Vaginal tape vs. surgery for stress incontinence

Vaginal tape vs. surgery for stress incontinence

Anne D. Walling

Up to 30 percent of women experience urinary incontinence at some time during their lives. In approximately one half of these women, the etiology is isolated stress incontinence. In an additional 29 percent of women, stress and urge incontinence are present. Although up to one half of women with incontinence benefit from physiotherapy and other conservative treatments, surgery frequently is recommended to control symptoms. Various techniques have been used to provide support of the bladder neck and provide functional urinary continence. More recently, support of the mid-urethra has been advocated, and a minimally invasive procedure, the tension-free vaginal tape (TVT) procedure, has been developed. Valpas and colleagues compared TVT and laparoscopic mesh colposuspension in a randomized clinical trial.

→ **Data section**:

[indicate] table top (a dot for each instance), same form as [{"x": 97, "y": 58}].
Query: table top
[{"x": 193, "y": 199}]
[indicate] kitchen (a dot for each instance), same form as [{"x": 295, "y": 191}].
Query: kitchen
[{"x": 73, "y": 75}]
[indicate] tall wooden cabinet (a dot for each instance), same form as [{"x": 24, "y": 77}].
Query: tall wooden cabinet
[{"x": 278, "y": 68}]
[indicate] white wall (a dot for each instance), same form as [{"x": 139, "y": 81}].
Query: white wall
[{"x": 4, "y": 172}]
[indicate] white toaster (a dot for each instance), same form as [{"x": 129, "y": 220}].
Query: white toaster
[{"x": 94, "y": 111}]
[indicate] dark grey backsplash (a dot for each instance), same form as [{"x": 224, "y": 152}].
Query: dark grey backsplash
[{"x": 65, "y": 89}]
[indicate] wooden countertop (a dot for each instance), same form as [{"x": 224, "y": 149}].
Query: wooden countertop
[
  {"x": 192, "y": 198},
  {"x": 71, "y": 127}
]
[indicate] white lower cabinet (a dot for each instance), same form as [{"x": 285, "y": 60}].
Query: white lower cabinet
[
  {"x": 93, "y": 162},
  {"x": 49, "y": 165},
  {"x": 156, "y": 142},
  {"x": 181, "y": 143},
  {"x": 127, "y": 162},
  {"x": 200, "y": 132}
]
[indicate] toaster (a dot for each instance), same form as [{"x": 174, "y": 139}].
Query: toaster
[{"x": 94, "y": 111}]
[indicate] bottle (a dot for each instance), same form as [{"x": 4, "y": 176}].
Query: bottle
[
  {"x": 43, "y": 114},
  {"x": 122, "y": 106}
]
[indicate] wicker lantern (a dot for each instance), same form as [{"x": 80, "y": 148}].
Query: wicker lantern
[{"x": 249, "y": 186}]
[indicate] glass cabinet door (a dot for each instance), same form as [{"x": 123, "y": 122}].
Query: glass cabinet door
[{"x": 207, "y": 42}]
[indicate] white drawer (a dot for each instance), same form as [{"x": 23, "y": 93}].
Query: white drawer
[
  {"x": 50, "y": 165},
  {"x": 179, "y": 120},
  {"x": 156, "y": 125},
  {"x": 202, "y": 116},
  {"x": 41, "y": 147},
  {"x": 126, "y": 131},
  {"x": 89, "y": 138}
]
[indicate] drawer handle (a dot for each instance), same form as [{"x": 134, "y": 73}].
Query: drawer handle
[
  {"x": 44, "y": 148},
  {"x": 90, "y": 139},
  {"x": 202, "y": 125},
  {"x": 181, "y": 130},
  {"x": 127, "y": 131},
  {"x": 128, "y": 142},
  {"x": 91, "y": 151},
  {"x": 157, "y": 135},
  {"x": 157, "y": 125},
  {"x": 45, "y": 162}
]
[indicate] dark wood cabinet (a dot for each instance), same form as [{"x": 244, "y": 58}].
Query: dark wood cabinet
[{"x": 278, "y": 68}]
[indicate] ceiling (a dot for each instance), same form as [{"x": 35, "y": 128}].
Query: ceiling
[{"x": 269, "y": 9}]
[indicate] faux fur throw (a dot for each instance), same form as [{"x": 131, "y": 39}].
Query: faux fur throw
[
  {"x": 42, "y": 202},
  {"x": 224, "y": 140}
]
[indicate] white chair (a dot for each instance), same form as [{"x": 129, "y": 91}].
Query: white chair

→ **Exercise 1**: Write out the stress incontinence article word for word, everything from "Anne D. Walling" down to "randomized clinical trial.".
→ **Exercise 2**:
Answer these from the stress incontinence article:
(a) What share of women experience urinary incontinence at some time during their lives?
(b) What minimally invasive procedure was developed to support the mid-urethra?
(c) Which two treatments did Valpas and colleagues compare?
→ **Exercise 3**: Carry on the article on vaginal tape vs. surgery for stress incontinence from its last sentence.

→ **Answer 1**:
Anne D. Walling

Up to 30 percent of women experience urinary incontinence at some time during their lives. In approximately one half of these women, the etiology is isolated stress incontinence. In an additional 29 percent of women, stress and urge incontinence are present. Although up to one half of women with incontinence benefit from physiotherapy and other conservative treatments, surgery frequently is recommended to control symptoms. Various techniques have been used to provide support of the bladder neck and provide functional urinary continence. More recently, support of the mid-urethra has been advocated, and a minimally invasive procedure, the tension-free vaginal tape (TVT) procedure, has been developed. Valpas and colleagues compared TVT and laparoscopic mesh colposuspension in a randomized clinical trial.

→ **Answer 2**:
(a) Up to 30 percent.
(b) The tension-free vaginal tape (TVT) procedure.
(c) TVT and laparoscopic mesh colposuspension.

→ **Answer 3**:
They studied 121 women with stress incontinence who were referred to six gynecology clinics in Finland. Stress incontinence was confirmed through a test of coughing while in a supine position with 300 mL of saline in the bladder. Women older than 70 years and women with previous surgery for incontinence, repeated urinary tract infections, or contraindications to surgery or anesthesia were excluded from the study, as were women with a body mass index greater than 32 kg per [m.sup.2] or unsuitable preoperative urodynamic evaluation. After evaluation, women were assigned to TVT or laparoscopic mesh colposuspension. In addition to clinical and urodynamic measures, patient outcomes were measured using several validated instruments, including: the Urinary Incontinence Severity Score and the Urge Score to assess symptoms; the King’s College Health Questionnaire to monitor changes in quality of life; the Visual Analog Scale to quantify the severity of incontinence; and the Urinary Incontinence Severity Score to assess social and other types of handicap attributed to incontinence. Patients were evaluated six weeks and one year after surgery.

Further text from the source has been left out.